Meat Loaf died in Nashville on the 20th of January 2022. The year matters because of the state of the world given over to the terror of the very idea of a possible death from just one thing, one virus, as if that were or could ever be the only way to die. Thus, as he died he was mocked for having the misfortune to die at all, heaven forbid, bless his soul, after speaking out on the wrong side of mandates and restrictions. Of the many things he happened to have died from, he was rebuked for testing positive for — because that’s all it takes — before ‘immediately,’ dying from Covid.

In truth at 74, the aging rock star was nearly two years older than the average age to which an average man might live these days. Certainly, to think as actuaries do: he was twenty years older than his parents had been when they died.

Like an elderly lady who cannot stop dying her hair jet, jet black — or wearing high heels — ‘underlying conditions’ are a life-time coming. Meat Loaf who eagerly told every interviewer who, just as visibly, did not care to listen, had cancer after cancer, crippling back troubles (someone should encourage people to steer clear of the surgery that does nothing for them, crippling the victims and the doctors who recommend it should quit, but there’s money in it and sick people can’t complain). His was a chronicled decline. In 2000, Meat Loaf’s life story was a made-for-TV documentary, with someone else playing the part, singing his songs for copyright reasons but also because he was too old to play himself, already, twenty-two years ago.

Rock stars, sex-gods, do not have a long half-life. For many years, this man could not walk unassisted, suffered illnesses of various kinds, stress of various kinds, two or three strokes, and the other things that come with getting older.

Age is a thief and, when it is not sudden, death is cut by cut: loss after loss after loss, until at the very end, sick with desire, as Yeats teaches, a tattered coat upon a stick, as Shakespeare taught him to say, sans everything.

To settle these many depredations as so many injuries bring one to one’s final downward journey, reducing all that to just one thing, is prevarication.  And this new disease, Covid? As was made perfectly clear from the beginning of the pandemic and the new world order: any illness, any possible way that one might die, to remember another of Cohen’s songs, who by fire, who by water, or, indeed as this would hold for sex-god rock stars, who in these realms of love, any and all of these ways can be ascribed to Covid. And for two years now, they do do that.

This old man, who had been old to himself — and everyone else: it is never a secret —since his early fifties, had been dying on camera as stars do, combined with social media for the past few years. He pulled himself together to give interviews to interviewers looking for a headline and not for the details he gave them as old people will, just to say this again, tell you details until you turn away. This was a man who kept trying, and who would in death, on the day itself, be mocked by the cruelty of the crowd he lived for, denounced now not for his looks, as part of what age steals. He lost the fat, only to be condemned on the same social platforms that drove the pandemic in the same way from the start.

And concerning the passing of Marvin Lee Aday, as he was born, Michael as he preferred, and Meat Loaf? That was Archilochus, lyric poet, soldier for hire. As Nietzsche tells us his fate could only be tragic: warlike votary of the muses, who was hunted savagely throughout life.

As Meat Loaf lived, he died: transparent while insisting on his own depth, taking insult bitterly and abandoned to angers, mildly savage, curiously gentle, bemused by theatre and seeking his public to the end.

DATA RECORDS:
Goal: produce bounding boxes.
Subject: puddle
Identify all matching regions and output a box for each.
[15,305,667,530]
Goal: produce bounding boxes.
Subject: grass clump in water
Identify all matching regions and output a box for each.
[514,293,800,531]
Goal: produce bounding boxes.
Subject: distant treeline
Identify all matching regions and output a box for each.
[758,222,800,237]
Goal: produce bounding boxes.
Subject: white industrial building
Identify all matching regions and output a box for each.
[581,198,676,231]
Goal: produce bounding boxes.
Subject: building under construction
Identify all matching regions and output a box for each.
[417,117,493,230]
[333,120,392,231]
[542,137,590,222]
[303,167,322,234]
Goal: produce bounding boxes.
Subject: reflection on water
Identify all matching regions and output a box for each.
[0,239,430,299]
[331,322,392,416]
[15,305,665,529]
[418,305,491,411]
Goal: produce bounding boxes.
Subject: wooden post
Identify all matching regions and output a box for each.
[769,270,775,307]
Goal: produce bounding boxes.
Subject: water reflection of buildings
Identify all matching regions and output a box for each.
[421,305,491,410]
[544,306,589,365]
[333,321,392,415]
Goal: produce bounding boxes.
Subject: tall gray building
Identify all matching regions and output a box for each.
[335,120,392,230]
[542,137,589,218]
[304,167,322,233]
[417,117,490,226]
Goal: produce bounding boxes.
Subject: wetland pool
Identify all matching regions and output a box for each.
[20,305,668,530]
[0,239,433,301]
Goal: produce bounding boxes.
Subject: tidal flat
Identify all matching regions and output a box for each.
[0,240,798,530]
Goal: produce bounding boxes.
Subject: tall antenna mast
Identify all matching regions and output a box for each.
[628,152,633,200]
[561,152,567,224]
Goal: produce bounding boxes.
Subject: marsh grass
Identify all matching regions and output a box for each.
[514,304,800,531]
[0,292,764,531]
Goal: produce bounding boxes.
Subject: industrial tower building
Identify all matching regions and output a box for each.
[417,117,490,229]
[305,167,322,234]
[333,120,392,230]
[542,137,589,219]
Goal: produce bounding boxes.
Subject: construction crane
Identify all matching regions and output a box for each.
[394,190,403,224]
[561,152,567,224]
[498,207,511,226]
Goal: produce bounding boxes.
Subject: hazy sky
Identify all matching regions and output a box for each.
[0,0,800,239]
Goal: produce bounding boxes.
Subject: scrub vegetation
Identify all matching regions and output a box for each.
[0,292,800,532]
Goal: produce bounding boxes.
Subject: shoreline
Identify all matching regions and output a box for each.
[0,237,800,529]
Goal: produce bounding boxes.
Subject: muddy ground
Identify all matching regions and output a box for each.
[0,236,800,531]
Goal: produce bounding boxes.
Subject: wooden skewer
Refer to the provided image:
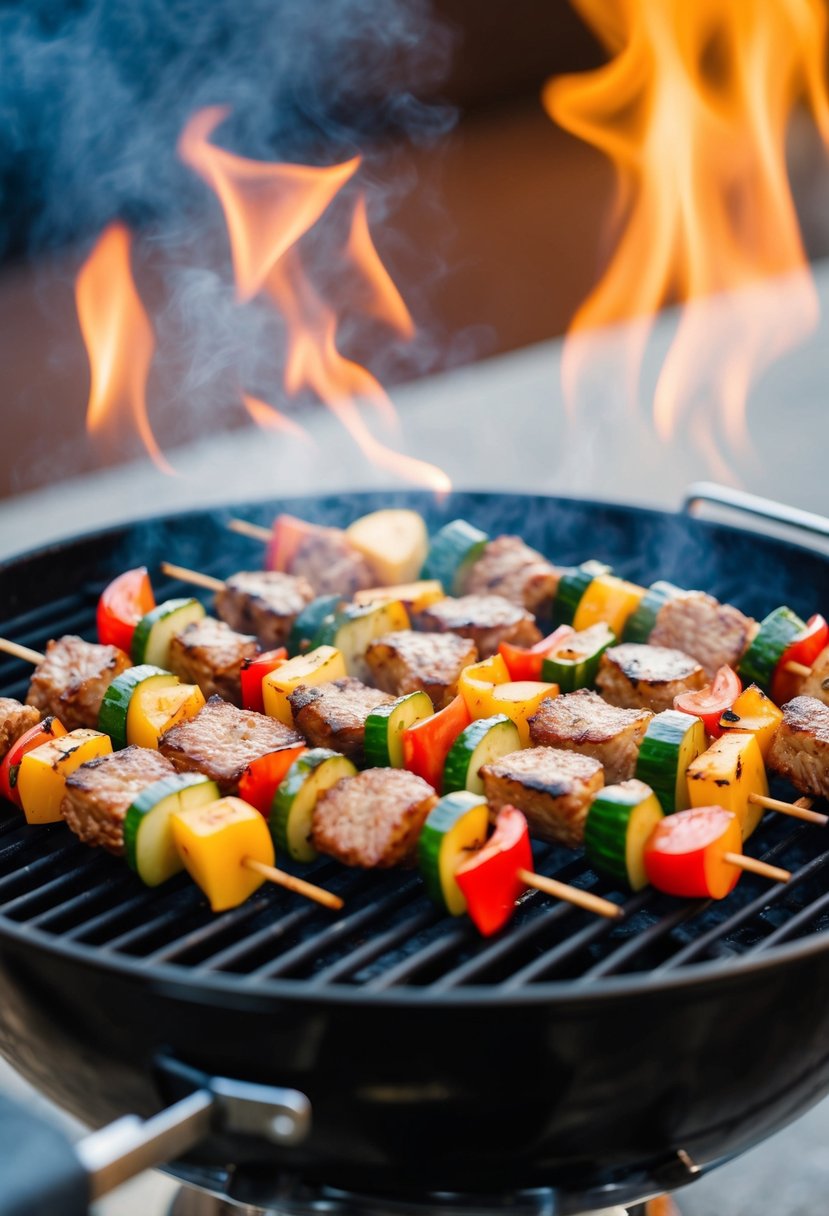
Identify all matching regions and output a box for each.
[162,562,225,591]
[518,869,625,921]
[242,857,343,912]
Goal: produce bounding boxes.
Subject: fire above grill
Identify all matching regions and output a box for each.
[0,494,829,1211]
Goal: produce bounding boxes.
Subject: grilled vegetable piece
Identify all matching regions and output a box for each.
[636,709,706,815]
[585,779,662,891]
[130,598,204,671]
[314,769,438,868]
[26,634,130,731]
[442,714,521,794]
[596,642,705,714]
[124,773,219,886]
[170,798,273,912]
[421,519,489,596]
[270,748,357,861]
[61,745,176,856]
[688,732,768,840]
[644,806,743,900]
[159,697,305,794]
[415,596,541,658]
[288,676,391,765]
[366,629,478,709]
[481,748,604,849]
[366,691,434,769]
[17,727,112,823]
[417,790,489,916]
[455,806,532,938]
[345,507,429,584]
[530,688,653,784]
[263,646,348,726]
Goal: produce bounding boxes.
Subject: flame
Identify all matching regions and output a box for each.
[542,0,829,451]
[75,223,175,473]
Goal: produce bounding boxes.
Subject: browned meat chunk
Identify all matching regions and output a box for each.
[0,697,40,760]
[61,747,175,854]
[480,748,604,849]
[312,769,438,869]
[366,629,478,709]
[648,591,757,680]
[596,642,706,714]
[159,697,305,795]
[169,617,259,705]
[462,536,559,617]
[415,596,541,659]
[530,688,653,786]
[768,697,829,798]
[215,570,314,651]
[288,676,391,764]
[26,634,131,731]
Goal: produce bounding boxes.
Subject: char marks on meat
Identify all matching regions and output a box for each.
[26,634,131,731]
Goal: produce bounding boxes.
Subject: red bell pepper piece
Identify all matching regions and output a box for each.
[0,716,66,806]
[644,806,743,900]
[239,743,308,818]
[455,806,532,938]
[239,646,288,714]
[673,666,743,739]
[498,625,575,680]
[97,565,156,654]
[402,694,472,794]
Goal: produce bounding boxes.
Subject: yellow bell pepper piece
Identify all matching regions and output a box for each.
[170,798,273,912]
[573,574,644,637]
[720,685,783,760]
[688,731,768,840]
[17,727,112,823]
[261,646,348,726]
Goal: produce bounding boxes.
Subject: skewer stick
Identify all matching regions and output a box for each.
[227,519,271,541]
[162,562,225,591]
[518,869,625,921]
[242,857,343,912]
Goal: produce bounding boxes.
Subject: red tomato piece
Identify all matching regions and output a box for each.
[673,666,743,739]
[455,806,532,938]
[97,565,156,654]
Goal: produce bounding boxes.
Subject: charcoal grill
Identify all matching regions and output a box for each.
[0,492,829,1212]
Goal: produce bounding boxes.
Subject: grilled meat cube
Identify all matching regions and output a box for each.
[61,747,175,855]
[169,617,259,705]
[158,697,305,796]
[596,642,706,714]
[462,536,559,617]
[480,748,604,849]
[312,769,438,869]
[288,676,391,764]
[415,596,541,659]
[767,697,829,798]
[26,634,131,731]
[648,591,757,677]
[366,629,478,709]
[0,697,40,760]
[529,688,653,786]
[215,570,314,651]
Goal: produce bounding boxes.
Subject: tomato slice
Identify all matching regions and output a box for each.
[97,565,156,654]
[673,666,743,739]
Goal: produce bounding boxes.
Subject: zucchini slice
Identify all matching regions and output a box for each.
[270,748,357,861]
[124,772,221,886]
[635,709,707,815]
[585,778,662,891]
[417,790,489,916]
[131,598,205,668]
[365,689,434,769]
[442,714,521,795]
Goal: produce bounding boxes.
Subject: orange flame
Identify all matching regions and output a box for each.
[543,0,829,450]
[75,223,175,473]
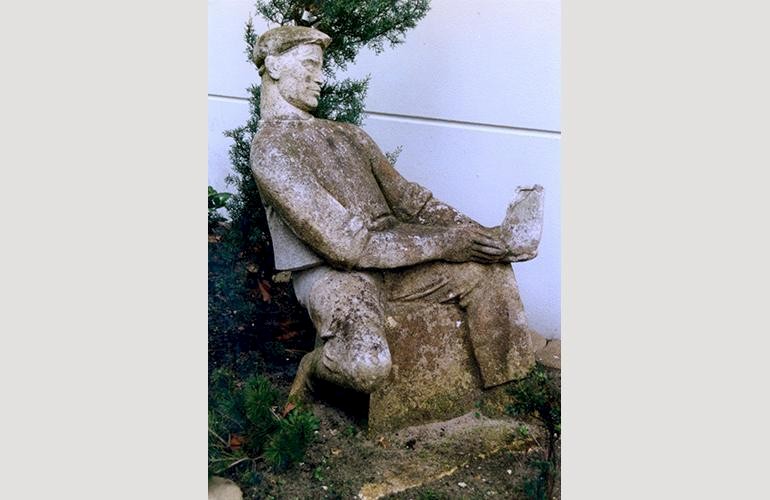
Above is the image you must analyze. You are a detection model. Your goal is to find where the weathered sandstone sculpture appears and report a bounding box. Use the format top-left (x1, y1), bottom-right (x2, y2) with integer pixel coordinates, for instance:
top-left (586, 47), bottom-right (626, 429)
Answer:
top-left (251, 26), bottom-right (542, 428)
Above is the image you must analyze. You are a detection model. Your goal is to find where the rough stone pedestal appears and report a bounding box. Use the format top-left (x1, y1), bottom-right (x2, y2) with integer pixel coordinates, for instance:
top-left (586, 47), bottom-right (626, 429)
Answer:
top-left (369, 302), bottom-right (482, 434)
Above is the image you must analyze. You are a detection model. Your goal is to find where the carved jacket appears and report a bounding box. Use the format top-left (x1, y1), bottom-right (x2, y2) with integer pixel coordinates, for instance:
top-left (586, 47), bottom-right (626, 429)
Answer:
top-left (251, 118), bottom-right (432, 270)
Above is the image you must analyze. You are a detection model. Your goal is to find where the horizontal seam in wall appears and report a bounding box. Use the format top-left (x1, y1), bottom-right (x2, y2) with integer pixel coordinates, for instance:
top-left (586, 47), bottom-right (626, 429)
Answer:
top-left (208, 94), bottom-right (561, 139)
top-left (365, 111), bottom-right (561, 138)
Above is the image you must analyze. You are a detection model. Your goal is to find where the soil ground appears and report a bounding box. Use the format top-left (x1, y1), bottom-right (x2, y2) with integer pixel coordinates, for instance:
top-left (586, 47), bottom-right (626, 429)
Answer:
top-left (228, 352), bottom-right (560, 500)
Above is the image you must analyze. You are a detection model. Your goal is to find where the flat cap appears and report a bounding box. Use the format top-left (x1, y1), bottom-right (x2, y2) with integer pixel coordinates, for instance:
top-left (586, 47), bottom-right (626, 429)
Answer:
top-left (253, 26), bottom-right (332, 67)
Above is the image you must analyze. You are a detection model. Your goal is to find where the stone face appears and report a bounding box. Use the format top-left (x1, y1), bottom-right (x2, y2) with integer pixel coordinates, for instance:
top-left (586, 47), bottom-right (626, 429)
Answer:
top-left (209, 476), bottom-right (243, 500)
top-left (251, 26), bottom-right (543, 436)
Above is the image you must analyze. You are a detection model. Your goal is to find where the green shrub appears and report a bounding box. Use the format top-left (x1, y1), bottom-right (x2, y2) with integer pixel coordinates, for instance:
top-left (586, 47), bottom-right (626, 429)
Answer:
top-left (265, 411), bottom-right (319, 470)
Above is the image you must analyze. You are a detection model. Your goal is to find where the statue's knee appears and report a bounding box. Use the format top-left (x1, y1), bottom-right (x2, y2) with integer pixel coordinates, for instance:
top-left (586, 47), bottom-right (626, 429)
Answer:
top-left (322, 328), bottom-right (392, 393)
top-left (350, 347), bottom-right (393, 393)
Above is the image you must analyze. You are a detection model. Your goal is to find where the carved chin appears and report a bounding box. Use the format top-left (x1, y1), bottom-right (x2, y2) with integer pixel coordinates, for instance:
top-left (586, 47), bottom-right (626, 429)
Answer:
top-left (287, 96), bottom-right (318, 111)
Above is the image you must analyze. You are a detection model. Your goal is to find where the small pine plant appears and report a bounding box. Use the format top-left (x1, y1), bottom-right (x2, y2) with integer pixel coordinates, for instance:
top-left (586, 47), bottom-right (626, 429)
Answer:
top-left (209, 368), bottom-right (318, 476)
top-left (506, 364), bottom-right (561, 500)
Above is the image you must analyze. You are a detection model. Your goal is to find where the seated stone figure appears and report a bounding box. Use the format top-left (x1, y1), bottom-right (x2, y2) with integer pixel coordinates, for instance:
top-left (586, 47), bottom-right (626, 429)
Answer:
top-left (251, 26), bottom-right (534, 397)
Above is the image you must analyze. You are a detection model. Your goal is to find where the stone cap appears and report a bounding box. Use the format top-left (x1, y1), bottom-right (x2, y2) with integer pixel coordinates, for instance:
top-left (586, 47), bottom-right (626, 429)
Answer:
top-left (252, 26), bottom-right (332, 68)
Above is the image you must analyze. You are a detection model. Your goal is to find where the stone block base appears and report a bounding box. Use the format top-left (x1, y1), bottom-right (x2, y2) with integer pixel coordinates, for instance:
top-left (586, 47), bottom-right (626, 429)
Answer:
top-left (369, 303), bottom-right (482, 434)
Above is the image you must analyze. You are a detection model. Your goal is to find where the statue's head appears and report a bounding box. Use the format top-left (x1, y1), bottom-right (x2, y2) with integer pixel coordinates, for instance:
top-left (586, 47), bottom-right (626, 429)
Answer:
top-left (253, 26), bottom-right (331, 112)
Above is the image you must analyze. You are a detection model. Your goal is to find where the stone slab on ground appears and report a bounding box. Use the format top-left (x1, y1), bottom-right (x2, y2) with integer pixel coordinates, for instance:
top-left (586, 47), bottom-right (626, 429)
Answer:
top-left (209, 476), bottom-right (243, 500)
top-left (358, 412), bottom-right (542, 500)
top-left (369, 302), bottom-right (482, 434)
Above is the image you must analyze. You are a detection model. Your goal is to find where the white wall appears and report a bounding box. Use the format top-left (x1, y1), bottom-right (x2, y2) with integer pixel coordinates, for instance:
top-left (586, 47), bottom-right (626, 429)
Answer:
top-left (208, 0), bottom-right (561, 337)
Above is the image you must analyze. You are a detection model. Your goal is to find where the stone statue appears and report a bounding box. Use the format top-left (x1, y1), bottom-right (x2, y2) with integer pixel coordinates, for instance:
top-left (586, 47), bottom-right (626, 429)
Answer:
top-left (251, 26), bottom-right (542, 404)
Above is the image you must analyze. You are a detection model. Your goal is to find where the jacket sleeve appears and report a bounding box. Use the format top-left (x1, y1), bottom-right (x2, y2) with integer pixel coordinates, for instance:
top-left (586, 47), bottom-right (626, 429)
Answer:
top-left (357, 129), bottom-right (481, 227)
top-left (251, 140), bottom-right (369, 269)
top-left (354, 127), bottom-right (433, 222)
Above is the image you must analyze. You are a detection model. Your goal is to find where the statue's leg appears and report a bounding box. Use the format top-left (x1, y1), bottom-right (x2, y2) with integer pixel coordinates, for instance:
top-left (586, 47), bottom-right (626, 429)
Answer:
top-left (292, 267), bottom-right (391, 395)
top-left (386, 262), bottom-right (535, 387)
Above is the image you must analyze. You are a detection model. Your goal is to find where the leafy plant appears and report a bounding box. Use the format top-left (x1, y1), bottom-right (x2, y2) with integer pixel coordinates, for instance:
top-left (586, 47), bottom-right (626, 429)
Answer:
top-left (209, 186), bottom-right (232, 231)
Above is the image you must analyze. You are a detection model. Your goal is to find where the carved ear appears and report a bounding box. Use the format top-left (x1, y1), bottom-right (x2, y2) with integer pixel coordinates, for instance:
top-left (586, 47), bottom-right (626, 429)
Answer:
top-left (265, 56), bottom-right (281, 80)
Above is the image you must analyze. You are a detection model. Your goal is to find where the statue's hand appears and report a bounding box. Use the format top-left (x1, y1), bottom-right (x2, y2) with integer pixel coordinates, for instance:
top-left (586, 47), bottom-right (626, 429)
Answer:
top-left (444, 226), bottom-right (508, 264)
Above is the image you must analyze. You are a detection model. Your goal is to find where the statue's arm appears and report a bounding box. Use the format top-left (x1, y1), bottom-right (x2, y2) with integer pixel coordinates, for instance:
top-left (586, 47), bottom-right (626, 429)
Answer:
top-left (359, 129), bottom-right (483, 228)
top-left (252, 148), bottom-right (503, 269)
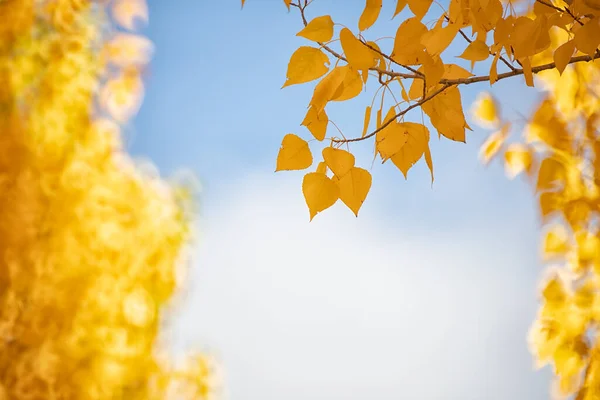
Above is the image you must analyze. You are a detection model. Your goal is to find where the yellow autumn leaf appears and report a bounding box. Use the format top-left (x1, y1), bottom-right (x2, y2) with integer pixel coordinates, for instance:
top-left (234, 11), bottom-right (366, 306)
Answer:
top-left (504, 143), bottom-right (533, 179)
top-left (296, 15), bottom-right (333, 43)
top-left (367, 41), bottom-right (386, 69)
top-left (408, 0), bottom-right (433, 20)
top-left (316, 161), bottom-right (327, 174)
top-left (275, 133), bottom-right (313, 172)
top-left (490, 51), bottom-right (501, 86)
top-left (471, 92), bottom-right (500, 128)
top-left (421, 24), bottom-right (460, 56)
top-left (479, 123), bottom-right (510, 165)
top-left (340, 28), bottom-right (377, 71)
top-left (442, 64), bottom-right (473, 79)
top-left (519, 57), bottom-right (534, 87)
top-left (421, 86), bottom-right (470, 142)
top-left (554, 40), bottom-right (575, 75)
top-left (310, 67), bottom-right (348, 112)
top-left (575, 230), bottom-right (600, 265)
top-left (458, 40), bottom-right (490, 61)
top-left (322, 147), bottom-right (355, 178)
top-left (358, 0), bottom-right (383, 31)
top-left (302, 172), bottom-right (340, 221)
top-left (375, 111), bottom-right (408, 162)
top-left (392, 0), bottom-right (408, 18)
top-left (392, 122), bottom-right (429, 179)
top-left (301, 107), bottom-right (329, 141)
top-left (536, 158), bottom-right (566, 191)
top-left (112, 0), bottom-right (149, 31)
top-left (583, 0), bottom-right (600, 11)
top-left (573, 17), bottom-right (600, 56)
top-left (333, 167), bottom-right (372, 217)
top-left (282, 46), bottom-right (329, 88)
top-left (542, 224), bottom-right (569, 261)
top-left (391, 17), bottom-right (427, 65)
top-left (419, 53), bottom-right (444, 91)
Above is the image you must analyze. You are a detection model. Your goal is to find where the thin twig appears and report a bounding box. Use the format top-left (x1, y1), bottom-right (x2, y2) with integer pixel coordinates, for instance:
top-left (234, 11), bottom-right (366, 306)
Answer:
top-left (333, 84), bottom-right (453, 143)
top-left (290, 3), bottom-right (422, 79)
top-left (444, 15), bottom-right (516, 71)
top-left (333, 54), bottom-right (600, 143)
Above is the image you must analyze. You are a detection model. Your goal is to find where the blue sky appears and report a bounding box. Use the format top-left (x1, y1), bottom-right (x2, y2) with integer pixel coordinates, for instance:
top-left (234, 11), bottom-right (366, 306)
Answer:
top-left (127, 0), bottom-right (549, 400)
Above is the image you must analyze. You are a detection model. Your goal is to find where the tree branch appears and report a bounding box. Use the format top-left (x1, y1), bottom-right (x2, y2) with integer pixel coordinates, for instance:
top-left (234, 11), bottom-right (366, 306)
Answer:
top-left (332, 84), bottom-right (454, 143)
top-left (332, 54), bottom-right (600, 143)
top-left (290, 3), bottom-right (422, 79)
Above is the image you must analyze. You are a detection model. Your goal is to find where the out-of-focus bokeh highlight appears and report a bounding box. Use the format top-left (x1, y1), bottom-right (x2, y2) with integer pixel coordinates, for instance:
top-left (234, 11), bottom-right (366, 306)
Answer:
top-left (0, 0), bottom-right (213, 400)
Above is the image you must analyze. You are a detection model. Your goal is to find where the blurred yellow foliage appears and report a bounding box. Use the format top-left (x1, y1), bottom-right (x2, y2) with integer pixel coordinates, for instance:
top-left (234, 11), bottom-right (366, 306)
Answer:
top-left (0, 0), bottom-right (214, 400)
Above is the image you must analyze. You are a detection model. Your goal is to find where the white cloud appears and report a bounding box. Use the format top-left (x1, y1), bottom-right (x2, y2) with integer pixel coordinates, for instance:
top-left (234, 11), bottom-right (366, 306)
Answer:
top-left (165, 171), bottom-right (548, 400)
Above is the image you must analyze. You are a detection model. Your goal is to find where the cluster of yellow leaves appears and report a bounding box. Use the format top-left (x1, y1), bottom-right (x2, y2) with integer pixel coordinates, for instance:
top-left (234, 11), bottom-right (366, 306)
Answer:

PROBLEM TO SOLVE:
Answer these questions from the passage on Meat Loaf's death:
1. In what city did he die?
2. How old was he at his death?
3. What was his birth name?

YOUR RESPONSE:
1. Nashville
2. 74
3. Marvin Lee Aday